PASSAGE FOR REVIEW:
----------
Mr Reichman, a 15-year veteran at Aston Martin whose previous credits include the BMW-developed L322 Range Rover and Rolls-Royce Phantom VII, added that balancing traditional Aston Martin design details within the confines of larger and boxier vehicles such as SUVs requires extreme precision, since these that are shaping up as the bread-and-butter models.

 

“It’s exactly the same with DBX,” he explained. “We’ve made a conscious decision with DBX to make it recognisable as an Aston Martin, because it may be the future of where DB (the core signature model nomenclature, as defined by today’s DB11) needs to go.

 

“Therefore, it does have a very traditional grille, a very traditional side strake, it does have a very traditional glasshouse-to-body relationship. And therefore it’s almost more of a caricature of an Aston Martin.

 

“But the form factor is completely different – obviously five doors, it accommodates myself five times, so you’re not able to use the techniques that you could with a coupe to define elegance, because when you put a coupe form on something, you are already reducing the masses in the rear and creating something very elegant, very sporting.

 

“So those two cars or form factors – mid-engine and DBX – allow a different language.”

 

Italian coachbuilder and design house Zagato, which has had a remarkable relationship with Aston Martin since the David Brown days of 1960 with the seminal DB4 GT Zagato, allows Mr Reichman and his small team of designers to be a bit more playful with the legacy, while still remaining respectful of the vaunted history of both brands.

 

“The continued association with Zagato is really important – and a lot of people miss this – because the Zagato relationship allows us to do Aston Martin things that we would never have done with a pure core Aston Martin,” he revealed.
----------
DATASET CONTENT:
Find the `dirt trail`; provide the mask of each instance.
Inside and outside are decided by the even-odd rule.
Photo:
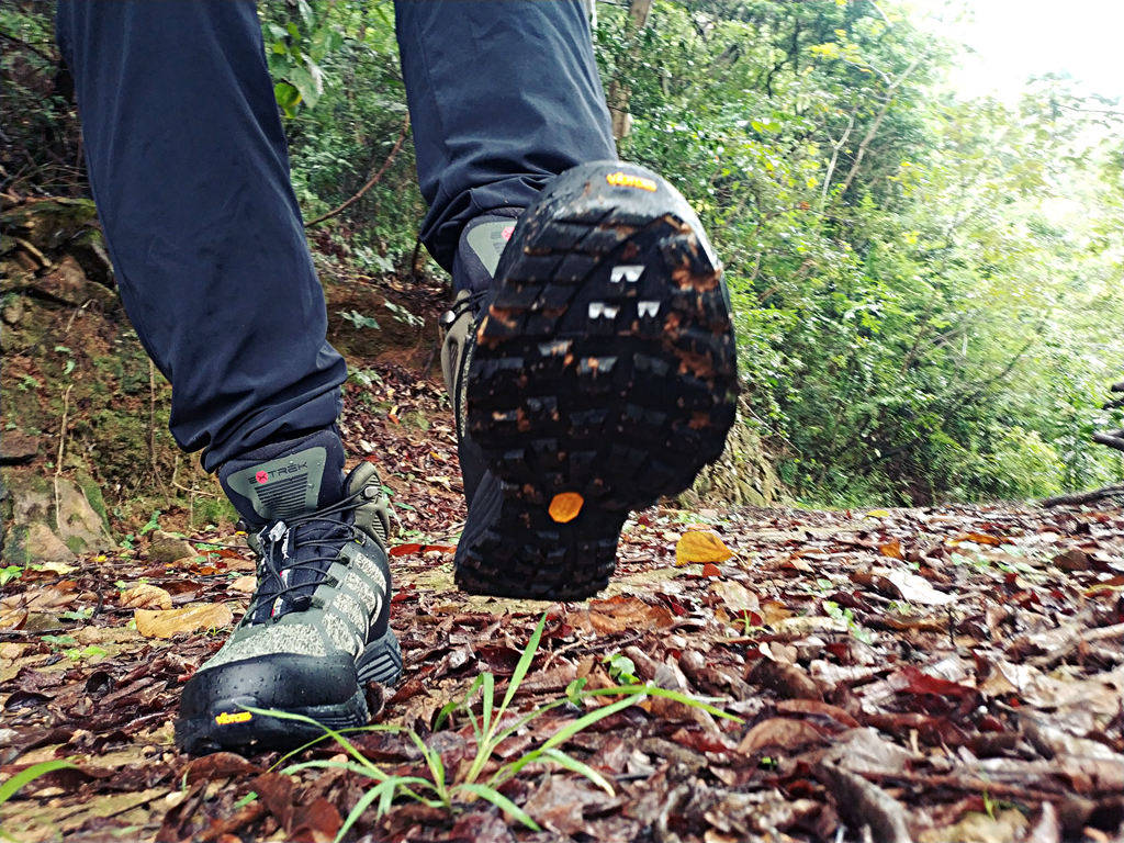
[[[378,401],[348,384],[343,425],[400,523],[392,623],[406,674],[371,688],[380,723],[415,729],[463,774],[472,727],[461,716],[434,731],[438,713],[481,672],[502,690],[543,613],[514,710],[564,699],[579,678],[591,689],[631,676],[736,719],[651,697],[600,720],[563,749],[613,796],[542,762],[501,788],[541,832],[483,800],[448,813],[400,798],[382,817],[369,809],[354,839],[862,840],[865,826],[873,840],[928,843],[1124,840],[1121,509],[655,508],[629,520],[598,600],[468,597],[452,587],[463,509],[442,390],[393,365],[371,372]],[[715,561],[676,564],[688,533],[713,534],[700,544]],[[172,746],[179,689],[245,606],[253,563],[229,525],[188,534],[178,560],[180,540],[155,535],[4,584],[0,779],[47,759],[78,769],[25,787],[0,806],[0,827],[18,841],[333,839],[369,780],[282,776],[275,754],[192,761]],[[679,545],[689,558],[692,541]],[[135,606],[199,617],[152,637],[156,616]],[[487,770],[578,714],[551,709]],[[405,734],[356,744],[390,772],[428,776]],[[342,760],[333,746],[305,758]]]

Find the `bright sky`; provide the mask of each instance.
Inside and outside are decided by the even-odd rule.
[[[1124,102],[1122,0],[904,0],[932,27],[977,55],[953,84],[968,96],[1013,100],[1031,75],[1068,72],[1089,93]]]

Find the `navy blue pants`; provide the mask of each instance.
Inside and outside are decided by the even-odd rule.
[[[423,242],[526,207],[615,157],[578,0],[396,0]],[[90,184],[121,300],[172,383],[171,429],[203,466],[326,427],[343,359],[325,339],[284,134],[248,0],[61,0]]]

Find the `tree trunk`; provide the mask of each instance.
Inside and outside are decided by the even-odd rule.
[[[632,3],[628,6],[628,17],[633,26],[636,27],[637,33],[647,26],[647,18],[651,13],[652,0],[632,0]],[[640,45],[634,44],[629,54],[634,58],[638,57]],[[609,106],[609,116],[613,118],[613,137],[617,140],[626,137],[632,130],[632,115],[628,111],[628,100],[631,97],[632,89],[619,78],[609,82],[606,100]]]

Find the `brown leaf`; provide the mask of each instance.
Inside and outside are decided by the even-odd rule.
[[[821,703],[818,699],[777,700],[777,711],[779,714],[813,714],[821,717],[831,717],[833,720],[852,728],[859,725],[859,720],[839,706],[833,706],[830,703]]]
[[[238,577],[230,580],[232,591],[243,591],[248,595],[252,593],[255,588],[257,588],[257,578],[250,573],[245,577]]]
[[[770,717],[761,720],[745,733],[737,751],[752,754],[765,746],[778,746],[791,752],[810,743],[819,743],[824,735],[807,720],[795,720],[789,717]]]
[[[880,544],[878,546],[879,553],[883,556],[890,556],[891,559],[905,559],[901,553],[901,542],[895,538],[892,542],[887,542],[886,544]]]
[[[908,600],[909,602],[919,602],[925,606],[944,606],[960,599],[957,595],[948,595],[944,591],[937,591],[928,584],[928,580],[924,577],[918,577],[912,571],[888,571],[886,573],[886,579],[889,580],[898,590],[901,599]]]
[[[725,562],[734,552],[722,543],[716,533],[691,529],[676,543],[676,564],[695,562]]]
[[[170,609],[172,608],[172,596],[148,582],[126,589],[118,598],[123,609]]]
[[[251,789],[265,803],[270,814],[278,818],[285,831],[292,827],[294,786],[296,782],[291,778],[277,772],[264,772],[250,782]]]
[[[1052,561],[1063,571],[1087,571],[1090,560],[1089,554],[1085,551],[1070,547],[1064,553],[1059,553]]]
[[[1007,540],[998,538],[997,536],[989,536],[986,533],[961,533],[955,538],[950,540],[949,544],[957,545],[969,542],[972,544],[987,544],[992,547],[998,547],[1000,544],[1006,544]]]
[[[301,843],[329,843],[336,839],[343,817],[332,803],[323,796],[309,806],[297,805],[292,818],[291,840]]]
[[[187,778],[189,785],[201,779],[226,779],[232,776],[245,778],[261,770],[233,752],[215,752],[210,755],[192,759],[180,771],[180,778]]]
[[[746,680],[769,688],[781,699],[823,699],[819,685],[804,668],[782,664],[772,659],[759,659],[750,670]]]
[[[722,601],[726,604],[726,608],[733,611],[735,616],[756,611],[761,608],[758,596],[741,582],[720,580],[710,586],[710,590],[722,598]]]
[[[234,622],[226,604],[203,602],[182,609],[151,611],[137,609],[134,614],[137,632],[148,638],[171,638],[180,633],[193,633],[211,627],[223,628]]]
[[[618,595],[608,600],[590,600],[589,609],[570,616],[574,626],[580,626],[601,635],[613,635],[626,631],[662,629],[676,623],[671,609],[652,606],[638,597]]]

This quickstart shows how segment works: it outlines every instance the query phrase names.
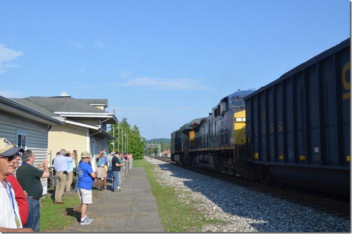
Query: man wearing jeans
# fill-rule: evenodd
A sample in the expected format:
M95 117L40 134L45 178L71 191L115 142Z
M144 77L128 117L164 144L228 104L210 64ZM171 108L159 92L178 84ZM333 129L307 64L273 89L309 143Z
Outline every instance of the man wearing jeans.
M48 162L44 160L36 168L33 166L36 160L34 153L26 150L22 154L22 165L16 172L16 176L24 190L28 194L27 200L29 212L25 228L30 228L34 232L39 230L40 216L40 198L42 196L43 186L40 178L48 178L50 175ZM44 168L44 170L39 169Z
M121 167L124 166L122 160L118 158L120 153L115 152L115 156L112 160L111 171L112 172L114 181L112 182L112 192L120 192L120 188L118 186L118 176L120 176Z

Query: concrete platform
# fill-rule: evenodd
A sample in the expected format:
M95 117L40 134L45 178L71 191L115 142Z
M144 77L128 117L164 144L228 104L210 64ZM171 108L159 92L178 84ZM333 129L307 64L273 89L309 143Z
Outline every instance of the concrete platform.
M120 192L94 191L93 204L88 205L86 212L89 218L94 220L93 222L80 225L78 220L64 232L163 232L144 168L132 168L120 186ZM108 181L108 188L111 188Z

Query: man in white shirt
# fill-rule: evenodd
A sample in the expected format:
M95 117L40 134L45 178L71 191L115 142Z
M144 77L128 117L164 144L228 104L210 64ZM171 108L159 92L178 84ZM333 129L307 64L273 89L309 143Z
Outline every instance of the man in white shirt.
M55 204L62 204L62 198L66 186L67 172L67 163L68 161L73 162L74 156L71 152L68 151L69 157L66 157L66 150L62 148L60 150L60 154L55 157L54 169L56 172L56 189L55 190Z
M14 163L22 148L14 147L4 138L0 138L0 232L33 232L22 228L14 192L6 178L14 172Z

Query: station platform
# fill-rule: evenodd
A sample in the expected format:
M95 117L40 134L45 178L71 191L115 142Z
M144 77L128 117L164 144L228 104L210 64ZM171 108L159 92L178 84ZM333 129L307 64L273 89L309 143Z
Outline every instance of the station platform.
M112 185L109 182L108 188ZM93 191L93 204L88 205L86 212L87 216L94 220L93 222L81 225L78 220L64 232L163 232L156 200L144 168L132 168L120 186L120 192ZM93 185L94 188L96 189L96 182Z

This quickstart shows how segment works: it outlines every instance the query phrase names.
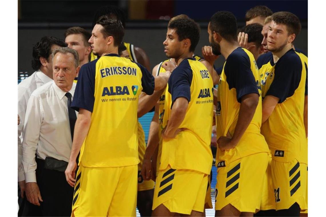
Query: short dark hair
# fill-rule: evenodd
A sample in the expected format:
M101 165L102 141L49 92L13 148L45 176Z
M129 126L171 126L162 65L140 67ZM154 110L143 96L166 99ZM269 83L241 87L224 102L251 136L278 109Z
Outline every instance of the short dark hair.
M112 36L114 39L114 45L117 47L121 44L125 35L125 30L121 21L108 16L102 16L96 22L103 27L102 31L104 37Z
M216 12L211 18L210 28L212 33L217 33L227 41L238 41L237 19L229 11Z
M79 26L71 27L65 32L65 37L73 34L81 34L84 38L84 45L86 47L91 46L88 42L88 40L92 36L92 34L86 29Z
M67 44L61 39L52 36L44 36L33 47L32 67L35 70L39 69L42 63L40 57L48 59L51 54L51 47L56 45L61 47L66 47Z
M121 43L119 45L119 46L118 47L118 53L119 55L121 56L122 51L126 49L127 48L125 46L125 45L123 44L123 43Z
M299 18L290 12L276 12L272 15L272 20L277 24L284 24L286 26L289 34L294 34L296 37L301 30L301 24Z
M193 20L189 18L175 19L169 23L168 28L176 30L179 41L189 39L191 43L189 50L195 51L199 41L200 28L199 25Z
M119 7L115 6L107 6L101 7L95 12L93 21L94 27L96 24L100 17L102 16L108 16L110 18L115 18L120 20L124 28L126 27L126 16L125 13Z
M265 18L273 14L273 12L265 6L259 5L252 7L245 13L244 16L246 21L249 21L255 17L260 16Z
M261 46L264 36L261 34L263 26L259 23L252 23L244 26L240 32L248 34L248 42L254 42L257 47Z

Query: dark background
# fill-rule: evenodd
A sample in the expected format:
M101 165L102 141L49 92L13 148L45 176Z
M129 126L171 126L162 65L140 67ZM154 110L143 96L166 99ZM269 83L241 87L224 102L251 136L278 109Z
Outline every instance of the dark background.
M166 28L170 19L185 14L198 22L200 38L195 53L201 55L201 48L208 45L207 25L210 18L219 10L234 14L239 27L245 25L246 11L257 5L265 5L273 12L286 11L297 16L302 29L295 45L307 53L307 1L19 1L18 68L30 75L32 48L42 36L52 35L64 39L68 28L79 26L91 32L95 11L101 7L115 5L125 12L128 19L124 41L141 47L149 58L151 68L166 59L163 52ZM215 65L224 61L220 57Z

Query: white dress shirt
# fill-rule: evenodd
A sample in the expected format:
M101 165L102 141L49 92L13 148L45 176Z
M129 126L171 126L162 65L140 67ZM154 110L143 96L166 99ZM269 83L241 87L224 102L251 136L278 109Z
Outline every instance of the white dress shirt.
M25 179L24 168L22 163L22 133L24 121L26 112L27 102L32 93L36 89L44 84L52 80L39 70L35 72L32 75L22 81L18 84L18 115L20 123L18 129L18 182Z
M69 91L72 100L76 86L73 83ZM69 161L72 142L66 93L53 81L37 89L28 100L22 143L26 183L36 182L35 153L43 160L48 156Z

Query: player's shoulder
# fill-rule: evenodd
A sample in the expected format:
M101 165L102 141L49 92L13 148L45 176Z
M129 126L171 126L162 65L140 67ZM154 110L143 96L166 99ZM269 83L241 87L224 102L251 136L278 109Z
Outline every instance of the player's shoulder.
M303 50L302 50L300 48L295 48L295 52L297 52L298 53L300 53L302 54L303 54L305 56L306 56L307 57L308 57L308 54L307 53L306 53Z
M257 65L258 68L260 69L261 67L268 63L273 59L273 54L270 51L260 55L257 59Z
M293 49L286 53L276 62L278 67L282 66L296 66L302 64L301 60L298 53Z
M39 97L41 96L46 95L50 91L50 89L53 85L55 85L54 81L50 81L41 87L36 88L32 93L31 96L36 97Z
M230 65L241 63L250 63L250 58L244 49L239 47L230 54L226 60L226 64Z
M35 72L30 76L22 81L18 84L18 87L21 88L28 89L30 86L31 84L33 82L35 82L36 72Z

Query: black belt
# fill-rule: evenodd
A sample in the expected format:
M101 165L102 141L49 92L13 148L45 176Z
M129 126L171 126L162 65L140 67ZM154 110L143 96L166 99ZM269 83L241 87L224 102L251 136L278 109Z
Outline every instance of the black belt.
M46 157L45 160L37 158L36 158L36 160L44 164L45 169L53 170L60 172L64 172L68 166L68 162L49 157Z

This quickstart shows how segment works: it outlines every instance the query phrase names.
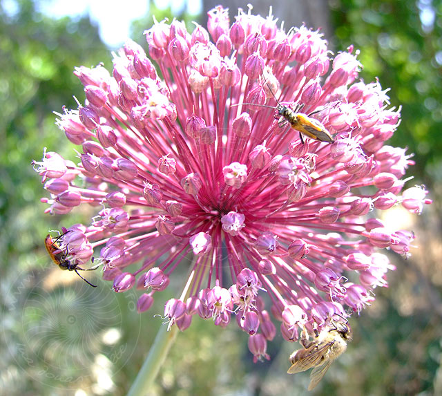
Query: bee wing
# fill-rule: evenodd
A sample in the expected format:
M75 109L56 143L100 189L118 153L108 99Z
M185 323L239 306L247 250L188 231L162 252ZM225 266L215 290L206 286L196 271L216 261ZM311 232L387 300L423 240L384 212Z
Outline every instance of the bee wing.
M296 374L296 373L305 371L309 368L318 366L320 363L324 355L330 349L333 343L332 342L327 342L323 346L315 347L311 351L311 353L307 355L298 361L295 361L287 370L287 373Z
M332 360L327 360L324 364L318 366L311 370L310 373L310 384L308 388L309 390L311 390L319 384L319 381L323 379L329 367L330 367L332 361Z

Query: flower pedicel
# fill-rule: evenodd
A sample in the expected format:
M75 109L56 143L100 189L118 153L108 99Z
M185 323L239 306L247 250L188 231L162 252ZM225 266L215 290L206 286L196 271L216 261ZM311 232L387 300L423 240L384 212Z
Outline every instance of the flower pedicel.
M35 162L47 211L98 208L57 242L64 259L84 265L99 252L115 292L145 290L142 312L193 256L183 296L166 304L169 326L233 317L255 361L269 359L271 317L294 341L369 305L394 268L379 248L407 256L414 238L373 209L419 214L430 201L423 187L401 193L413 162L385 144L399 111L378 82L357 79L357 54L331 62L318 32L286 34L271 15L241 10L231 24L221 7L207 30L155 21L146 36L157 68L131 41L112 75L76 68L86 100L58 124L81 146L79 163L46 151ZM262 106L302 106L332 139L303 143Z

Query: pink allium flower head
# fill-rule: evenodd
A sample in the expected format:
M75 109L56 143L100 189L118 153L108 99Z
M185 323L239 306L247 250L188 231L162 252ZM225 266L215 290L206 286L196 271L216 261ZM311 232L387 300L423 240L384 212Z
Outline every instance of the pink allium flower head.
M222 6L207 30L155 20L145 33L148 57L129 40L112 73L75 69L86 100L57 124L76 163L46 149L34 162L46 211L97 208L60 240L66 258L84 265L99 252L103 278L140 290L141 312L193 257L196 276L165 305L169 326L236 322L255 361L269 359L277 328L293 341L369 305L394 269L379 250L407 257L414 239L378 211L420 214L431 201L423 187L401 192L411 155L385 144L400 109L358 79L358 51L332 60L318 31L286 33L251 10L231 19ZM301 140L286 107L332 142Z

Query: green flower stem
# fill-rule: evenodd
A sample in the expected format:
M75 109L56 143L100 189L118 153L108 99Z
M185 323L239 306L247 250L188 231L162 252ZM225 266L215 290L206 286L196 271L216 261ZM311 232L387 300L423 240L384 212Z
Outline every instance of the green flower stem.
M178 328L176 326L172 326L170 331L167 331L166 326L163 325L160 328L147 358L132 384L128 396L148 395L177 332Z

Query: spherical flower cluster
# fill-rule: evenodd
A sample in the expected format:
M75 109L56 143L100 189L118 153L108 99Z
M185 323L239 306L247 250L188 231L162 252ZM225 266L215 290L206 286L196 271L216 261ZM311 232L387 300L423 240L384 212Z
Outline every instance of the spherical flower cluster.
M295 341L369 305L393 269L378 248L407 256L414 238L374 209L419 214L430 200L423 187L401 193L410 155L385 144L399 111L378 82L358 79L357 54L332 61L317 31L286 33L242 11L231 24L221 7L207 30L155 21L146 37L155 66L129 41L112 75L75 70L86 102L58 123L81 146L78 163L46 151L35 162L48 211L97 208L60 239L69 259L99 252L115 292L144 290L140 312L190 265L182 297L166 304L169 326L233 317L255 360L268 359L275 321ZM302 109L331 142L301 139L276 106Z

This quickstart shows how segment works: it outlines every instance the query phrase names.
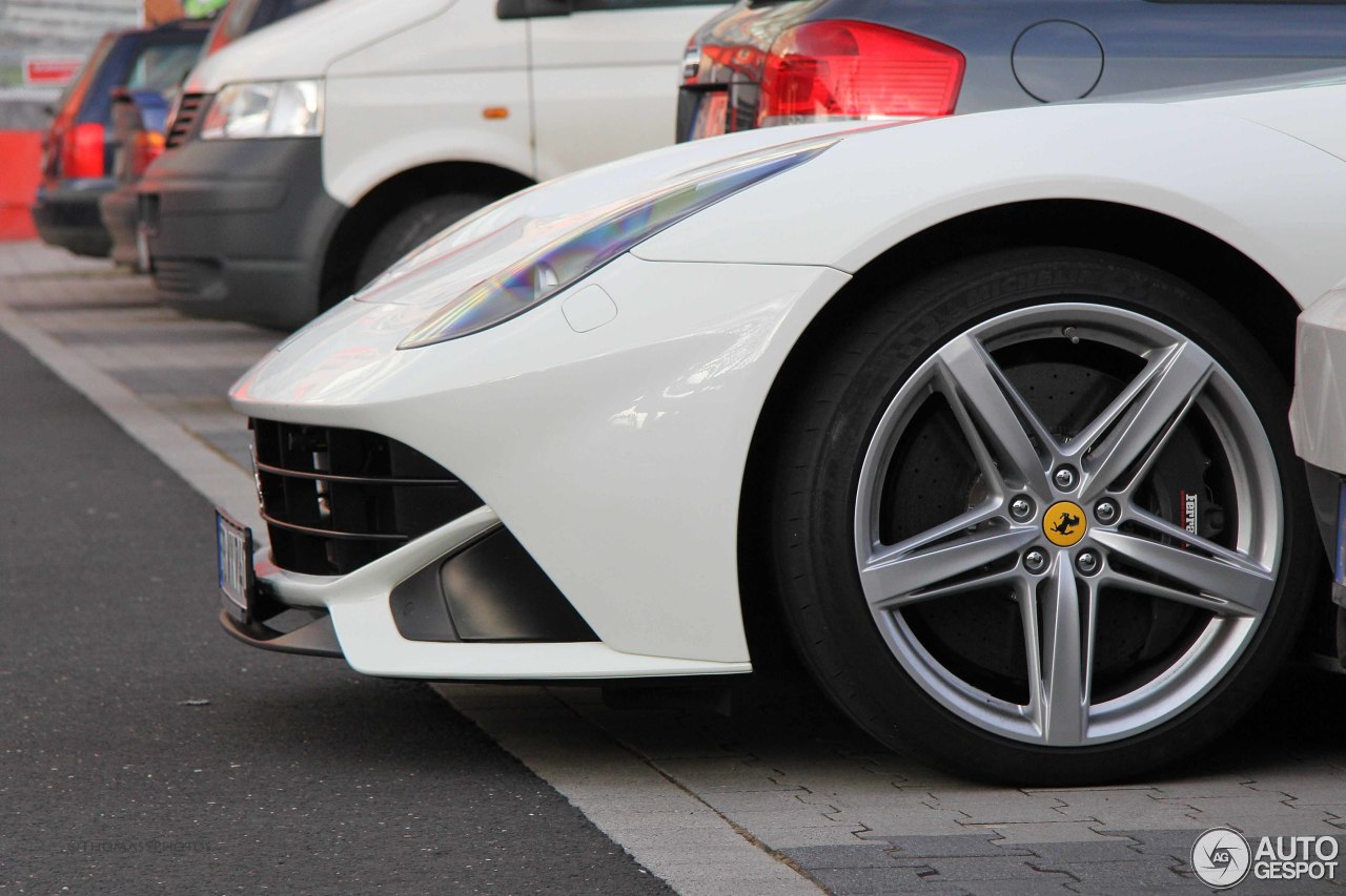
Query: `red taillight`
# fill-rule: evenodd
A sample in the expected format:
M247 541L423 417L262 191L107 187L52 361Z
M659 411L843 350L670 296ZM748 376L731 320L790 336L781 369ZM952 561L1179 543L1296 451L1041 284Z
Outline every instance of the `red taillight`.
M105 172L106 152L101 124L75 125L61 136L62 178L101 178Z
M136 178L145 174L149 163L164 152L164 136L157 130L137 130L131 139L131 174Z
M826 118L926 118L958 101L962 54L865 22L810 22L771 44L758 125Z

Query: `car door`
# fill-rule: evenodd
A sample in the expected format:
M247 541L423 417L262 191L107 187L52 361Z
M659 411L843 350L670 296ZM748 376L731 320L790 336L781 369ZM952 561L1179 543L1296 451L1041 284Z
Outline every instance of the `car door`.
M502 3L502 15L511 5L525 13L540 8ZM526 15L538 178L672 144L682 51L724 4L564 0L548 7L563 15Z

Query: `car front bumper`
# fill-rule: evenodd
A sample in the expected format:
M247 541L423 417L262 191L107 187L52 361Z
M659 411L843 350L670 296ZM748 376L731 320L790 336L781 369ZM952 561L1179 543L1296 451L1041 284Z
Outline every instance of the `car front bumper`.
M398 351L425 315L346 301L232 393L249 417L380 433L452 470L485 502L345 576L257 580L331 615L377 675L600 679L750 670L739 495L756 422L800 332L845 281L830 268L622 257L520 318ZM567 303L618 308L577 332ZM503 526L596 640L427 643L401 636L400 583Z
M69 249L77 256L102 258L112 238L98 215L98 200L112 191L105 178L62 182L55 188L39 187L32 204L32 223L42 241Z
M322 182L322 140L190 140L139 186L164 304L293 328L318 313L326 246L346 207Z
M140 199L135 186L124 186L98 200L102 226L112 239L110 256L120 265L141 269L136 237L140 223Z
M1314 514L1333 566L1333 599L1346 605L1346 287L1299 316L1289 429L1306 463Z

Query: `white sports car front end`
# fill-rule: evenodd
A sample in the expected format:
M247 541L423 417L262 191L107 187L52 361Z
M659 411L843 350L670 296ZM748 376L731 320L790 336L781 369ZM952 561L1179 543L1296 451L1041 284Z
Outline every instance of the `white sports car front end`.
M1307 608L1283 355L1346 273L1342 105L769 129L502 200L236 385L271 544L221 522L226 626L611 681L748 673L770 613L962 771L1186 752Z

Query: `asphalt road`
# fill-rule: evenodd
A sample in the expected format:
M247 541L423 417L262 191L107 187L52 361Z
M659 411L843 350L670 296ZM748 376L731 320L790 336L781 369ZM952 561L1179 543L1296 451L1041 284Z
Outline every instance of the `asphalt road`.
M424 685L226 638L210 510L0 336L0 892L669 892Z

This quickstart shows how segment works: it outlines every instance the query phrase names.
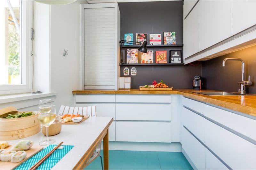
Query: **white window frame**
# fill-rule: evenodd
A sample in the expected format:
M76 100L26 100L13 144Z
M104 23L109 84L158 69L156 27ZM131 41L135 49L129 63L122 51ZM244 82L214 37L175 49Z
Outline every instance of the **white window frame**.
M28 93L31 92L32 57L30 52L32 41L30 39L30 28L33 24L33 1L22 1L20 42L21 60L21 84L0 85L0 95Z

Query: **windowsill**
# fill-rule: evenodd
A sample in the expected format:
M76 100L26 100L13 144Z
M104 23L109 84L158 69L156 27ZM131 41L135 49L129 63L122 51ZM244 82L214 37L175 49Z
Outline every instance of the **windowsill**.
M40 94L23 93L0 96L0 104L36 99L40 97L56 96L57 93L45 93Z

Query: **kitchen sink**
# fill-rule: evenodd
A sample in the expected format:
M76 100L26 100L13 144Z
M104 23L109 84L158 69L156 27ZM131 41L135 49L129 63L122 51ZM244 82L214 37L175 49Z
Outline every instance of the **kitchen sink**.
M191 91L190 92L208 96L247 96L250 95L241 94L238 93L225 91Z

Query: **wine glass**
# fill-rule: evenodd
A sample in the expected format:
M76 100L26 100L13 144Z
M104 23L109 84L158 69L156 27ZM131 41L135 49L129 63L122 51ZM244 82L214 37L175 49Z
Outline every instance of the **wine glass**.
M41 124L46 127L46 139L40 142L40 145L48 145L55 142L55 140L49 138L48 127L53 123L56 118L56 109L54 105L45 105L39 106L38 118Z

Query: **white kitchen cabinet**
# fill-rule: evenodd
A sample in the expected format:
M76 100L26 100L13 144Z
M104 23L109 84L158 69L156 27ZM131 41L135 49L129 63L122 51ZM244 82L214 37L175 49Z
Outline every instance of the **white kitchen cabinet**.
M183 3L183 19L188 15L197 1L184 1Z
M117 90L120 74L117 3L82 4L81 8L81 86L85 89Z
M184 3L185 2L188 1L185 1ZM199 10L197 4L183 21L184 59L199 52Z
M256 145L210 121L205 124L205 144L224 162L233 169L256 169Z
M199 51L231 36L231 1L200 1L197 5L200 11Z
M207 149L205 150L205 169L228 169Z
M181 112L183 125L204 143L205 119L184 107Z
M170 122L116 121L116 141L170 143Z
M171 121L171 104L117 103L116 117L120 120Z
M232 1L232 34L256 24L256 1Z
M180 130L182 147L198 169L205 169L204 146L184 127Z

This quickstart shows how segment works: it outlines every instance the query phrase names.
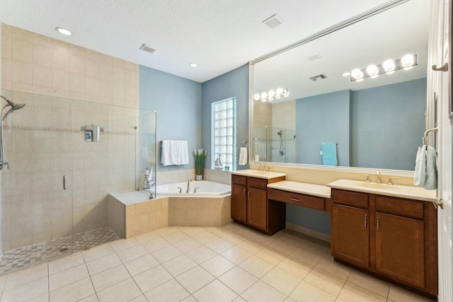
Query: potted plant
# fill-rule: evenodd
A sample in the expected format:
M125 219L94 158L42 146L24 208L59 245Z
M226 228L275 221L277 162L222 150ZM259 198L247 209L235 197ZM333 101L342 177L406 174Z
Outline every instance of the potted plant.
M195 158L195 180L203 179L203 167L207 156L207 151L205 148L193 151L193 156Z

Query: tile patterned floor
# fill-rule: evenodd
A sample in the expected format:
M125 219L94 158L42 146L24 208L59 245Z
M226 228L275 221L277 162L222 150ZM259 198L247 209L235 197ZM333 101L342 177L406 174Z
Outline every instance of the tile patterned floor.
----------
REQUIRED ACTIONS:
(1) In the Aston Martin design text, which car started Zagato's relationship with Aston Martin, and in what year?
(2) Extend the Aston Martin design text with a continuation that begins after its final sentence.

RESPONSES:
(1) The DB4 GT Zagato, in 1960.

(2)
 

“And the good thing about that relationship is that I design all the cars in my studio, and Andrea (Zagato, third generation CEO of the family business) comes to see them, and we work collaboratively then, but it starts in my studio and it’s created in my studio.

 

“So, we would never do an Aston Martin with a round tail-lamp, but Zagato allows us to have a round tail-lamp, and then, out of that round tail-lamp, we’ve created a finned round tail-lamp, and then we said: ‘Hold on a minute, if we just took the fins and flatten them, we could create a lamp for Vulcan, and that lamp becomes the language for the mid-engined car.

 

“So there is a kind of cross-fertilisation between the products, and it’s always for me about taking elements and moving and shifting the elements in time.”

 

Zagato chose Aston Martin to commemorate its 100th anniversary last year with the DBZ Centenary edition – the recreated DB4 GT Zagato and DBS GT Zagato that are only sold as a pair for £6 million ($A12m), and of which only 19 are to be delivered over the next year or so.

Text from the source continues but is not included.